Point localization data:
----------
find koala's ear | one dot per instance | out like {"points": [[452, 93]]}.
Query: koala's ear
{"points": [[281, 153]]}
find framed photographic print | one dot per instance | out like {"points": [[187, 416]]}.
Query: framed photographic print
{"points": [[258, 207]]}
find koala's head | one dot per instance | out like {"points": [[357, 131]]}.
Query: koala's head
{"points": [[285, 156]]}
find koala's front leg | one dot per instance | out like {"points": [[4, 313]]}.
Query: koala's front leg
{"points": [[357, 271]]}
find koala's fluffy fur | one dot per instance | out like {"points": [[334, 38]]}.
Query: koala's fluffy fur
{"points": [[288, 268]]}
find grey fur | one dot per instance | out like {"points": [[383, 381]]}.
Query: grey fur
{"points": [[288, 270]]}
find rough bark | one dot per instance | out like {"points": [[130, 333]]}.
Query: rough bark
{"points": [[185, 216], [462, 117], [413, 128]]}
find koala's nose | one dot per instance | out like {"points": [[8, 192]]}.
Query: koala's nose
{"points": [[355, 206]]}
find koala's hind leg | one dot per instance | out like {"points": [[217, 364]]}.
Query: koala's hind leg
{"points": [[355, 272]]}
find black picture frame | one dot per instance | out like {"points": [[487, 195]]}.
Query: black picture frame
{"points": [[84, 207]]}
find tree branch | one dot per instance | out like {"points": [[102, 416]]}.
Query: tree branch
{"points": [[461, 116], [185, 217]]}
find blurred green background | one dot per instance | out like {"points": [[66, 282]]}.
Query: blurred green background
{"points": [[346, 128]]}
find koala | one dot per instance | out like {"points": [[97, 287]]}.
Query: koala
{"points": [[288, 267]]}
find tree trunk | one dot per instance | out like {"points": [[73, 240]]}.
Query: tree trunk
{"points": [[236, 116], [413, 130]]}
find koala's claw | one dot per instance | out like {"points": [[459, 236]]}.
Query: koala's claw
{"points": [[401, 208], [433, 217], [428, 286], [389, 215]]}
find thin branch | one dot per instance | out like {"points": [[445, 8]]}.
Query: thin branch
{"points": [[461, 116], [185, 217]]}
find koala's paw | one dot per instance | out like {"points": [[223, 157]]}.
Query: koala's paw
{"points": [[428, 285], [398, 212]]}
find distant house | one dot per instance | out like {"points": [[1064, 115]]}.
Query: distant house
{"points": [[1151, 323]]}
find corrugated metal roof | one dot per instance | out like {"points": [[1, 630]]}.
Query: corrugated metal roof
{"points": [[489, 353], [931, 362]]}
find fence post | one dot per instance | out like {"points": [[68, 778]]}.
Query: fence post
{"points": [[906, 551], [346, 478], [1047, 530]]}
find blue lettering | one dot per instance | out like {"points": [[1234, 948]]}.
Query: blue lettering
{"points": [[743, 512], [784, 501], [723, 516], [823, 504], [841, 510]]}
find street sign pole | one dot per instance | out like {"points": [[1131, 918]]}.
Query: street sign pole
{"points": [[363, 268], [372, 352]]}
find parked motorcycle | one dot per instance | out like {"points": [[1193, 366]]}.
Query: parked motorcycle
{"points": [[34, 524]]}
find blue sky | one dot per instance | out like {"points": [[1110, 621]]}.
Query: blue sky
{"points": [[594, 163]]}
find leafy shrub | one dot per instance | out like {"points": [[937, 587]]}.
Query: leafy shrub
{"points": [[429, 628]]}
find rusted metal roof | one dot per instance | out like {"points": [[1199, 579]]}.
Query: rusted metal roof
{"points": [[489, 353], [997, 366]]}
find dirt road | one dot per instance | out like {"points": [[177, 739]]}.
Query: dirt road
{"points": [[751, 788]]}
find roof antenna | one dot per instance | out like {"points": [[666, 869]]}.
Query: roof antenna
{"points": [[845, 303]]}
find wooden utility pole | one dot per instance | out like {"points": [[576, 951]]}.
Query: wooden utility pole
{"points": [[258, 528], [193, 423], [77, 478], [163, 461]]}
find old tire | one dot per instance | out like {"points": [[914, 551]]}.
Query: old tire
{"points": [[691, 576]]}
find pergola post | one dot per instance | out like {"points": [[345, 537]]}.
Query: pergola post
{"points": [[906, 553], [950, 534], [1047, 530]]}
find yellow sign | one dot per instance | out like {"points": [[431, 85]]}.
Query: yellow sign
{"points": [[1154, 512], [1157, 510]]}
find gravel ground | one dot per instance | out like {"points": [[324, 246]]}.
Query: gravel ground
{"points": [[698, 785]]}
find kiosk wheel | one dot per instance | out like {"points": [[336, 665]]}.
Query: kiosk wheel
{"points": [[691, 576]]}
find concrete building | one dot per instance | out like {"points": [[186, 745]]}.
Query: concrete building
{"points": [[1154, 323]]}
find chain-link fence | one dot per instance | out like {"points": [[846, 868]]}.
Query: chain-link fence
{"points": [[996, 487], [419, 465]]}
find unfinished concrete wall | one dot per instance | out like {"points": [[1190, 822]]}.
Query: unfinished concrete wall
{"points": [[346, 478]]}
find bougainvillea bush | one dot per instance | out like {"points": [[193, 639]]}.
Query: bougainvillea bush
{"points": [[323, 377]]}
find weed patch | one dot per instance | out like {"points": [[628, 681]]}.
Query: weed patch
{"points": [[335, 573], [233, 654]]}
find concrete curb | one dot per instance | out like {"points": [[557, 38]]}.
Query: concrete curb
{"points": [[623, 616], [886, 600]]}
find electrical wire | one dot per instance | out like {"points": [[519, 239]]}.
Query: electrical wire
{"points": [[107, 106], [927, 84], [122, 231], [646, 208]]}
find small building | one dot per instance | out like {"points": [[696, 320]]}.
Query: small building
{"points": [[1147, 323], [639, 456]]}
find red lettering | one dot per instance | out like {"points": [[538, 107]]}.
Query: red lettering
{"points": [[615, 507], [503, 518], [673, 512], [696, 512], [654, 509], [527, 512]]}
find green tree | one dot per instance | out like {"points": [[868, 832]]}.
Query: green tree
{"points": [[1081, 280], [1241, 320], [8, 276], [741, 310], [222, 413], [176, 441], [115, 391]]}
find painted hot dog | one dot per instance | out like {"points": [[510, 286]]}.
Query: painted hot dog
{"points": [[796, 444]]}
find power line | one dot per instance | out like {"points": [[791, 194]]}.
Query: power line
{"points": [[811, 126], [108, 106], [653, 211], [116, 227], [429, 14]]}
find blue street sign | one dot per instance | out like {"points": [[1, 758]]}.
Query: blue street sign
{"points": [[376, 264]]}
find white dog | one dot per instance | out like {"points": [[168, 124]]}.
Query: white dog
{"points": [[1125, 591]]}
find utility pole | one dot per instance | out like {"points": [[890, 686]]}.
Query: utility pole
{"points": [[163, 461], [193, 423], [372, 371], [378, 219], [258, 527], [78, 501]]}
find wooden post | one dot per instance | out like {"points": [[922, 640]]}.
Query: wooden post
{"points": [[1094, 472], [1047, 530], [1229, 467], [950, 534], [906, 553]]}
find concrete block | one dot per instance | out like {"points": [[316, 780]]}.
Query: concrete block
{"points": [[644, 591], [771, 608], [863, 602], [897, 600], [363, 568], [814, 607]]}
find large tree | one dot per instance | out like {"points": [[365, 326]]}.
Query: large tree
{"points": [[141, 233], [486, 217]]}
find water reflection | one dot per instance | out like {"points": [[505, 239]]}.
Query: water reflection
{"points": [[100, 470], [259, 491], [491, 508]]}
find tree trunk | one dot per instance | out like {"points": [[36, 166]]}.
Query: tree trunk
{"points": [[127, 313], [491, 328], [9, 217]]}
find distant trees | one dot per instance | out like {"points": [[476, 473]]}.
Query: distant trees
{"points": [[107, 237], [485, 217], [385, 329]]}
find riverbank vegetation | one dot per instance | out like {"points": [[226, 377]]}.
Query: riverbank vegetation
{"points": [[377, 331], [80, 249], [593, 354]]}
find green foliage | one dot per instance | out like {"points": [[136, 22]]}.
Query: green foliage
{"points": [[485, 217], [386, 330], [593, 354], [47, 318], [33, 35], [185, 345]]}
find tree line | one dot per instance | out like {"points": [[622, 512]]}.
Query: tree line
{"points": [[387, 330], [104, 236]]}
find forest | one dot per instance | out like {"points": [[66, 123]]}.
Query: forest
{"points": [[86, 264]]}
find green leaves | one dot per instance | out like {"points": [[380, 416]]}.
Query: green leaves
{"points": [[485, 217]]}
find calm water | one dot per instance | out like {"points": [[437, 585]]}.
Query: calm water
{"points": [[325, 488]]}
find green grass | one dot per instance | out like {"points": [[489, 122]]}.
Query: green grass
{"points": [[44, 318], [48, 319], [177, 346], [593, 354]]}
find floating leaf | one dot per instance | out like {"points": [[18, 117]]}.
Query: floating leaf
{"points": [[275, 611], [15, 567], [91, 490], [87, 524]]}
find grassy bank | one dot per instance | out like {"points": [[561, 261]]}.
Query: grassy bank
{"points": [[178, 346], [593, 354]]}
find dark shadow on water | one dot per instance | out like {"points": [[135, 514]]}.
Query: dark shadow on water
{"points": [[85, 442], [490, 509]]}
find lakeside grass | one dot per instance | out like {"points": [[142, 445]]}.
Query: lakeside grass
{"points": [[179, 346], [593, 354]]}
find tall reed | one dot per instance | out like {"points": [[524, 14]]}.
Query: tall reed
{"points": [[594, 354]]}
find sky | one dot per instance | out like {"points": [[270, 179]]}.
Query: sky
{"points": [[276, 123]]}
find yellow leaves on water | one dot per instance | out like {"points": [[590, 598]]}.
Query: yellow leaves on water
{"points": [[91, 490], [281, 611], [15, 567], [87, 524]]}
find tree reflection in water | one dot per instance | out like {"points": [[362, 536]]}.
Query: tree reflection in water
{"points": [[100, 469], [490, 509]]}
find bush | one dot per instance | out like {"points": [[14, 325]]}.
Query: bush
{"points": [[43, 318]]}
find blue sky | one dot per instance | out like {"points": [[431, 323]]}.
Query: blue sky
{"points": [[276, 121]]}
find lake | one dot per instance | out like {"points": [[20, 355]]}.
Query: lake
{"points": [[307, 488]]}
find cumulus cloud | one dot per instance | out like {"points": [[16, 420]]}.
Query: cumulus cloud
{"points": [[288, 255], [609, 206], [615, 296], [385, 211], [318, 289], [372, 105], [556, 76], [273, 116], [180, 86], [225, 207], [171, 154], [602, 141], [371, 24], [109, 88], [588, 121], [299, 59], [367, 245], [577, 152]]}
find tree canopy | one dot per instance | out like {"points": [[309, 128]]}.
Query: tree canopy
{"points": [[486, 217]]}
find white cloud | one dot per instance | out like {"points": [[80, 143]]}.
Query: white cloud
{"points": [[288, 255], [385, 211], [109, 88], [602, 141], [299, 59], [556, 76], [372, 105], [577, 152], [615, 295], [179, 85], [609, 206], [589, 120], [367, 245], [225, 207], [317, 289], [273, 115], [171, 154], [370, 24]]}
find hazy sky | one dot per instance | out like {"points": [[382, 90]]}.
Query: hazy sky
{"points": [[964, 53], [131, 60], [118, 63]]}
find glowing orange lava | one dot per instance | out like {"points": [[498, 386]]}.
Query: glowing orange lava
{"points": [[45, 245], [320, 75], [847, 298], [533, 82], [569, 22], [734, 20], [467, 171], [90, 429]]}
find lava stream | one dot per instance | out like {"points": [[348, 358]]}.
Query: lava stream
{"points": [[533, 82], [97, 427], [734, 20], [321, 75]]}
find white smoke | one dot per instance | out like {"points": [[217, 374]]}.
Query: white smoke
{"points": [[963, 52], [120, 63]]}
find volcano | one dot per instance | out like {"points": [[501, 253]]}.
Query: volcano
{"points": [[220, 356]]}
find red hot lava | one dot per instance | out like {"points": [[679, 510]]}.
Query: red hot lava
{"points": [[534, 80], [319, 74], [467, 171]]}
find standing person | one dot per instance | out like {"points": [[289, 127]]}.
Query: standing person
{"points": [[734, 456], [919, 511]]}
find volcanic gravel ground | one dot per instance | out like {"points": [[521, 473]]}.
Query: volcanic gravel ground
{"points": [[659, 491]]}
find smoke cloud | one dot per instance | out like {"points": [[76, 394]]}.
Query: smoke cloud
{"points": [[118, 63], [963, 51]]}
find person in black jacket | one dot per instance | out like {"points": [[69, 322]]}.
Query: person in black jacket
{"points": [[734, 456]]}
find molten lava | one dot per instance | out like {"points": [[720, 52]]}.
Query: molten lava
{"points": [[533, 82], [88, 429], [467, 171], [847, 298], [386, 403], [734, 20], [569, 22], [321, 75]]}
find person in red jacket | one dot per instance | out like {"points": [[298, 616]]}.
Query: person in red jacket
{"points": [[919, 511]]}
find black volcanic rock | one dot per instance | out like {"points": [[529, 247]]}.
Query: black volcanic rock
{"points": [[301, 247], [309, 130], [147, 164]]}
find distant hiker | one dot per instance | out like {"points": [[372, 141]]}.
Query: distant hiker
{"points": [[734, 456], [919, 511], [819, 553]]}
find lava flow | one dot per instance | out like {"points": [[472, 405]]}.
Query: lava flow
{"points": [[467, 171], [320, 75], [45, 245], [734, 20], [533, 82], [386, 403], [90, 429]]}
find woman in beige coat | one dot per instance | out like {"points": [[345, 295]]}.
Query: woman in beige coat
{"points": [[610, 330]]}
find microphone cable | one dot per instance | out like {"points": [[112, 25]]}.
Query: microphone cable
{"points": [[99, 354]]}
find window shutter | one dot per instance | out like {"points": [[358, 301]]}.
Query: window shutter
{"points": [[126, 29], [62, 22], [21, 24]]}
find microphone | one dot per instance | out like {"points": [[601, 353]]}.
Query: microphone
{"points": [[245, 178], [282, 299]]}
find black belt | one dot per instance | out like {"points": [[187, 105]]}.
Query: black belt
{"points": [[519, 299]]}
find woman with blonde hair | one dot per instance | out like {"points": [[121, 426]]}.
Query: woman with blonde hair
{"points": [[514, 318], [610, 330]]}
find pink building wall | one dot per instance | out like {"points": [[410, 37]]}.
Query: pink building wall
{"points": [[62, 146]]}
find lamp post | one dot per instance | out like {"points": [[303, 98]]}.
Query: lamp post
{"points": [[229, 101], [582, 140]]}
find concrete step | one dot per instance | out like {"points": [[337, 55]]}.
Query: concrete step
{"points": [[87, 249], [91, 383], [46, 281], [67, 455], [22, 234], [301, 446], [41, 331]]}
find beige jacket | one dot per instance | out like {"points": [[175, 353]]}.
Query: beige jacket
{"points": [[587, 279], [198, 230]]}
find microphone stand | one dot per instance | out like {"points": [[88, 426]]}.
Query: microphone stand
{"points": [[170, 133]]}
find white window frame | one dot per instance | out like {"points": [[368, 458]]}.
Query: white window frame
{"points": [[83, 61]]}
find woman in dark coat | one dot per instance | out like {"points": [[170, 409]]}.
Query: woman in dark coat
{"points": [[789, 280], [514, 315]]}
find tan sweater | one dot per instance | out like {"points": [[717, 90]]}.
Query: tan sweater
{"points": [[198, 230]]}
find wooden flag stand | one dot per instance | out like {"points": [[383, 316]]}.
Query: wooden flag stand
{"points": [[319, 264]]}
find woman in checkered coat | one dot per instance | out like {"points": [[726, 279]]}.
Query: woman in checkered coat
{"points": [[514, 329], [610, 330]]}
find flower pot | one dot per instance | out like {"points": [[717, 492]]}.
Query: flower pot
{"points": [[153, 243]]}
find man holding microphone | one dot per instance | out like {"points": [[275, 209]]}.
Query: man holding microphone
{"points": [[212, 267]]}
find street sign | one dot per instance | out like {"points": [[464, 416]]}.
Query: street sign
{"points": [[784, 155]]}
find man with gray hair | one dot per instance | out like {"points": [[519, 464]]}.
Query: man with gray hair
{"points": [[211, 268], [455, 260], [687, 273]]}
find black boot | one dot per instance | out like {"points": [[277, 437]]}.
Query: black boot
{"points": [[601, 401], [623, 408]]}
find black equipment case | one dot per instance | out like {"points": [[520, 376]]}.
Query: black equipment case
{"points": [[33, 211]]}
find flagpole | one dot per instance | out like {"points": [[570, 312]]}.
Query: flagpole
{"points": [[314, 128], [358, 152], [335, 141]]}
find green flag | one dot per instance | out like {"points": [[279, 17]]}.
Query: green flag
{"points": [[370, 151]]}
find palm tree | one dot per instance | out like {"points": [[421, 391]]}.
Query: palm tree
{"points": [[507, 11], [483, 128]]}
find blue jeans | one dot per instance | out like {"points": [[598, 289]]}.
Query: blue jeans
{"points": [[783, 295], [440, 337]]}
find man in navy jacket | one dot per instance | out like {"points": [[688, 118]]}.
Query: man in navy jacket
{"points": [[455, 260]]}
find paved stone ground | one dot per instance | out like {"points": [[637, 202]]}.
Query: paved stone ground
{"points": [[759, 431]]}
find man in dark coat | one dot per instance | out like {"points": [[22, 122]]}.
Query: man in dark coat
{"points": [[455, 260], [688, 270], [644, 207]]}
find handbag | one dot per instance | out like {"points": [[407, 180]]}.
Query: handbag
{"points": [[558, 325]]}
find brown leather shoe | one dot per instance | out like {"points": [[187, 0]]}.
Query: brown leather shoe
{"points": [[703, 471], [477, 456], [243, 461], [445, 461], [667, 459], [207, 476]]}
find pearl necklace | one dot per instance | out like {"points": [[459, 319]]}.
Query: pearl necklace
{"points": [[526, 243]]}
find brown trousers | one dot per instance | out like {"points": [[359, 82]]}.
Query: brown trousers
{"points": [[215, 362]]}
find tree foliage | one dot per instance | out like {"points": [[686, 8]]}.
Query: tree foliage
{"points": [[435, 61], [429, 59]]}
----------
● **WHAT TO DO**:
Only the lines above starting at the one containing "Query: leafy shrub" and ending at the one containing "find gravel ground", both included, are to be returned, exactly as they read.

● **SOLUTION TO THIS PROBLEM**:
Query: leafy shrub
{"points": [[429, 628]]}
find rusted metal roof | one dot per instance | out like {"points": [[1199, 579]]}.
Query: rusted metal roof
{"points": [[489, 353], [997, 366]]}
find dirt road | one dot per instance | out like {"points": [[177, 739]]}.
Query: dirt road
{"points": [[751, 788]]}
find roof antenna | one dot per instance | out like {"points": [[666, 869]]}.
Query: roof antenna
{"points": [[845, 303]]}
find wooden utility pole | one dot per instance | out like {"points": [[576, 951]]}.
Query: wooden utility pole
{"points": [[258, 528], [193, 423], [77, 478], [163, 461]]}
find old tire | one dot per instance | out like {"points": [[914, 551]]}.
Query: old tire
{"points": [[691, 576]]}
find pergola post | one dot per instance | out like {"points": [[345, 537]]}.
Query: pergola post
{"points": [[906, 553], [950, 534], [1047, 530]]}
find yellow sign | one dot per instance | out like {"points": [[431, 85]]}.
Query: yellow sign
{"points": [[1154, 512], [1157, 510]]}
find gravel ground | one dot per instance | out like {"points": [[324, 246]]}.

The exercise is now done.